Up to 25 response variables can be specified. This syntax is used when generating a univariate plot.

Syntax 2:
FACTOR PLOT <y1> <x1> ... <xk>             <SUBSET/EXCEPT/FOR qualification>
where <y1> is the response variables;
<x1> through <xk> are the factor variables;
and where the <SUBSET/EXCEPT/FOR qualification> is optional.

This syntax generates PLOT Y1 X1, PLOT Y1 X2, etc. Up to 25 factor variables can be specified. This syntax is used when generating a bivariate plot. In this case, the response variable is constant, but the factor variable is changing.

Syntax 3:
FACTOR PLOT <y1> ... <yl> <x1> ... <xk>             <SUBSET/EXCEPT/FOR qualification>
where <y1> ... <yl> are the response variables;
<x1> through <xk> are the factor variables;
and where the <SUBSET/EXCEPT/FOR qualification> is optional.

This syntax generates a matrix of plots where the number of response variables determines the number of rows and the number of factor variables determines the number of columns. This syntax is used when generating a bivariate plot and there is more than one response variable and more than one factor variable.

Examples:
SET FACTOR PLOT TYPE HISTOGRAM
FACTOR PLOT Y1 Y2 Y3 Y4 Y5

SET FACTOR PLOT TYPE PLOT
FACTOR PLOT Y X1 X2 X3 X4 X5 SUBSET TAG > 2

SET FACTOR PLOT TYPE PLOT
SET FACTOR PLOT RESPONSE VARIABLES 3
FACTOR PLOT Y1 Y2 Y3 X1 X2 X3 X4

Note:
The concept of the factor plot generalizes quite nicely to any plot type for either one or two variables. Dataplot supports the factor plot for a number of different plot types. The type of plot generated is controlled by the following command:

SET FACTOR PLOT TYPE <value>

where <value> is one of the following.

The folllowing plot two variables (e.g., BIHISTOGRAM Y1 Y2). Use either syntax 2 or syntax 3 above, depending on whether you have one or multiple response variables, for the FACTOR PLOT command.

• PLOT - generate scatter plots (this is the default). The x and y axis labels are automatically set to the appropriate variable name.

| Goals |
**1.** In the factor plot documentation, what determines the number of rows in the matrix of plots that Syntax 3 generates?
**2.** List every command line under "Examples:" in the factor plot documentation that begins with FACTOR PLOT.

| Record list |
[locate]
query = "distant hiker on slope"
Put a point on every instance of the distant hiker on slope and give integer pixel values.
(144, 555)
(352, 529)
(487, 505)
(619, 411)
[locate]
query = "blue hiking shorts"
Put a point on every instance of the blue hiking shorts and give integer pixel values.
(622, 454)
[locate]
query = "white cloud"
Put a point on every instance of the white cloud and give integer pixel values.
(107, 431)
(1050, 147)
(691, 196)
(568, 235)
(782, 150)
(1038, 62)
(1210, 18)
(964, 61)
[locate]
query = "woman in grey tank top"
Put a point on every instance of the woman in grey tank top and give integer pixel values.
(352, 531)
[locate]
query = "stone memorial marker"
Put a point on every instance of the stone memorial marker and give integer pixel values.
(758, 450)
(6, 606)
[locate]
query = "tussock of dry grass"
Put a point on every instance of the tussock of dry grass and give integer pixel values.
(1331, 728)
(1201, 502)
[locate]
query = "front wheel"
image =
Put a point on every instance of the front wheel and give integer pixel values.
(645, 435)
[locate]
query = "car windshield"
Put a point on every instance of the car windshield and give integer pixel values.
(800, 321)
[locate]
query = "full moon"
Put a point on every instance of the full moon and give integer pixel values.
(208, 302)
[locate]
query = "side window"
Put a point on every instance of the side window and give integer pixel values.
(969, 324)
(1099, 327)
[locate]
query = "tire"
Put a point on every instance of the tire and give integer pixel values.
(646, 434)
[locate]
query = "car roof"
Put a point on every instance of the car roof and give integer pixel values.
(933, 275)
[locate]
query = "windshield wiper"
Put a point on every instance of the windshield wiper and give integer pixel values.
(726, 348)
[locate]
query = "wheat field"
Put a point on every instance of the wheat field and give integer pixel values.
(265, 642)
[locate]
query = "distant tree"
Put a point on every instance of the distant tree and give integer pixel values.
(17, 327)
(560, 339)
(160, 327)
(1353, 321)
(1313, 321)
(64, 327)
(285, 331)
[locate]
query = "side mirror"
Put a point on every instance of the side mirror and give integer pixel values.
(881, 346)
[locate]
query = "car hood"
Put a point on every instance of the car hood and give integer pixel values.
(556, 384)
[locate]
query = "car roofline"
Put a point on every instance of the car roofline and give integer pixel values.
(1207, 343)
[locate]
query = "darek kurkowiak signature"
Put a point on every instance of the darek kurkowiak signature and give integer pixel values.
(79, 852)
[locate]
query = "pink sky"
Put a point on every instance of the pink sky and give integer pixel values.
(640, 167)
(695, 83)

| Per-task answers |
**1.** The number of response variables determines the number of rows.

**2.**
FACTOR PLOT Y1 Y2 Y3 Y4 Y5
FACTOR PLOT Y X1 X2 X3 X4 X5 SUBSET TAG > 2
FACTOR PLOT Y1 Y2 Y3 X1 X2 X3 X4